TEXTO DEL DOCUMENTO:
= = = = =

Tras obtener su licenciatura, Onís se trasladó en 1905 a Madrid, para realizar el doctorado en Filosofía y Letras; y tuvo como director de tesis a Ramón Menéndez Pidal, el segundo de sus grandes maestros, figura gigantesca de la erudición española del siglo XX, comenzando una fructífera relación mutua proseguida después en el Centro de Estudios Históricos, donde tendrían oportunidad de compartir su visión castellanista del alma española desde la ciencia histórica y filológica. Entre tanto hizo oposiciones al Cuerpo de Archiveros, Bibliotecarios y Arqueólogos, siendo destinado a León en 1907 y, en 1909, tras obtener el grado de doctor, logró un puesto de profesor auxiliar en la Facultad de Letras de la Universidad de Oviedo, comenzando así su carrera docente como profesor de Lengua y Literatura españolas. Sería entonces cuando conociese a quien encarnaría su tercera gran influencia intelectual, el filósofo Ortega y Gasset, regresado de Alemania con un ímpetu y prestigio extraordinarios para proclamar la “europeización” de España como camino inexcusable para el país, entendiéndola como una necesidad de mayor ciencia y cultura (“España –sentenciaba Ortega– es el problema y Europa la solución”). Su vocación europeísta sumó a un fiel aliado, entre otros varios intelectuales, en Onís quien, en un célebre discurso de apertura del curso 1912-13 en la Universidad de Oviedo, calificaría a Ortega como “la capacidad más fuerte y original que hemos tenido en filosofía desde hace mucho tiempo, y el creador de toda una nueva visión de los problemas nacionales”.

= = = = =

DATOS GUARDADOS:
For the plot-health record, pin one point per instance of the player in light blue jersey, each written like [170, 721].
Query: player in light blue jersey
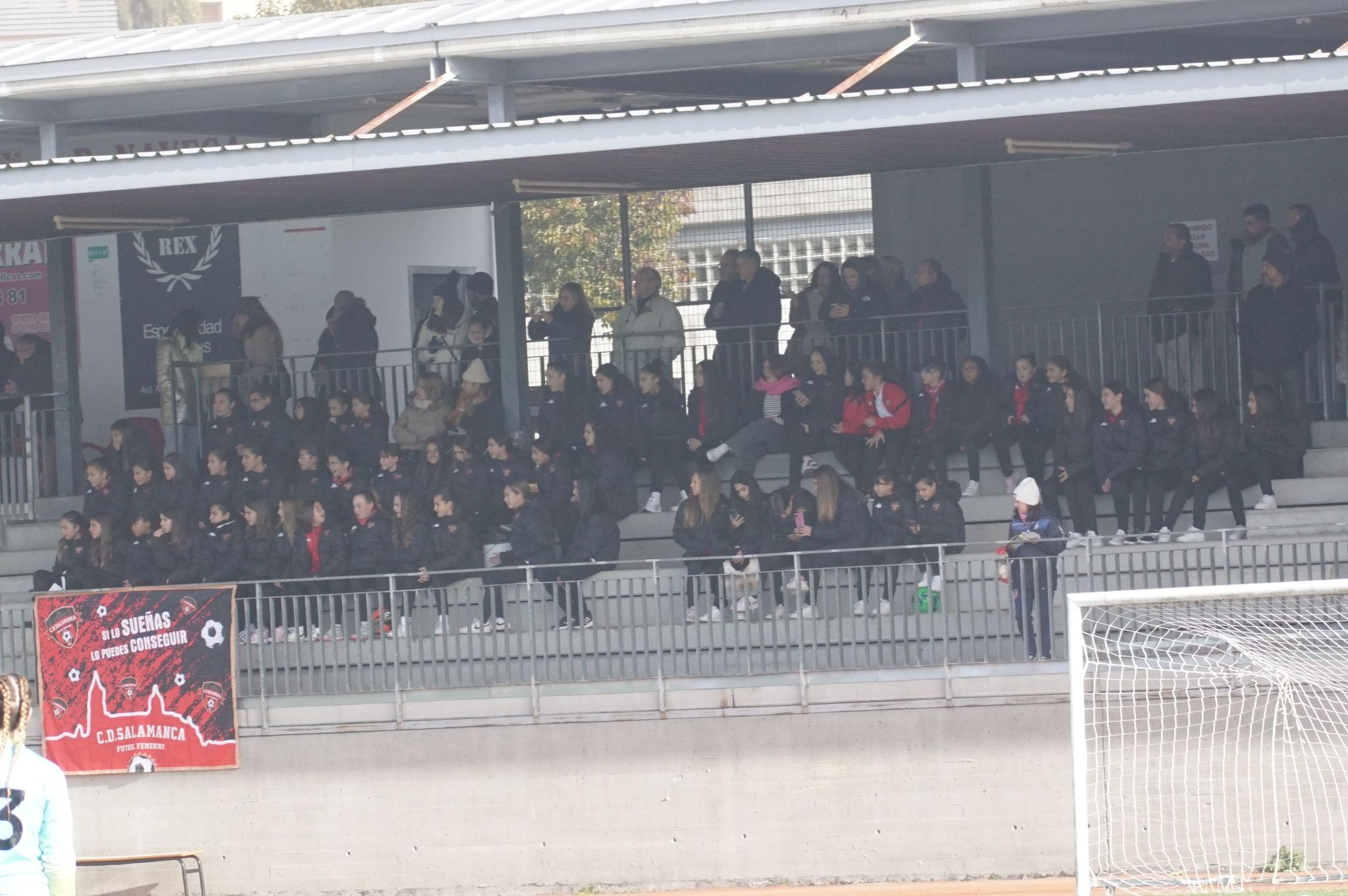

= = = = =

TAREAS:
1/ Según el texto sobre Onís, ¿a qué ciudad fue destinado en 1907 tras las oposiciones al Cuerpo de Archiveros, Bibliotecarios y Arqueólogos?
2/ Reescribe en forma de lista el párrafo del texto sobre Onís que empieza con "Tras obtener su licenciatura", conservando sus datos principales.

RESULTADOS:
1/ A León.

2/
- En 1905, tras licenciarse, Onís se trasladó a Madrid para hacer el doctorado en Filosofía y Letras.
- Su director de tesis fue Ramón Menéndez Pidal, su segundo gran maestro. La relación entre ambos continuó en el Centro de Estudios Históricos, donde compartieron una visión castellanista del alma española.
- Hizo oposiciones al Cuerpo de Archiveros, Bibliotecarios y Arqueólogos y fue destinado a León en 1907.
- En 1909 obtuvo el doctorado y un puesto de profesor auxiliar de Lengua y Literatura españolas en la Universidad de Oviedo.
- Entonces conoció a Ortega y Gasset, su tercera gran influencia. Ortega defendía la "europeización" de España como necesidad de mayor ciencia y cultura.
- Onís se sumó a esa vocación europeísta. En el discurso de apertura del curso 1912-13 en Oviedo, llamó a Ortega "la capacidad más fuerte y original que hemos tenido en filosofía desde hace mucho tiempo".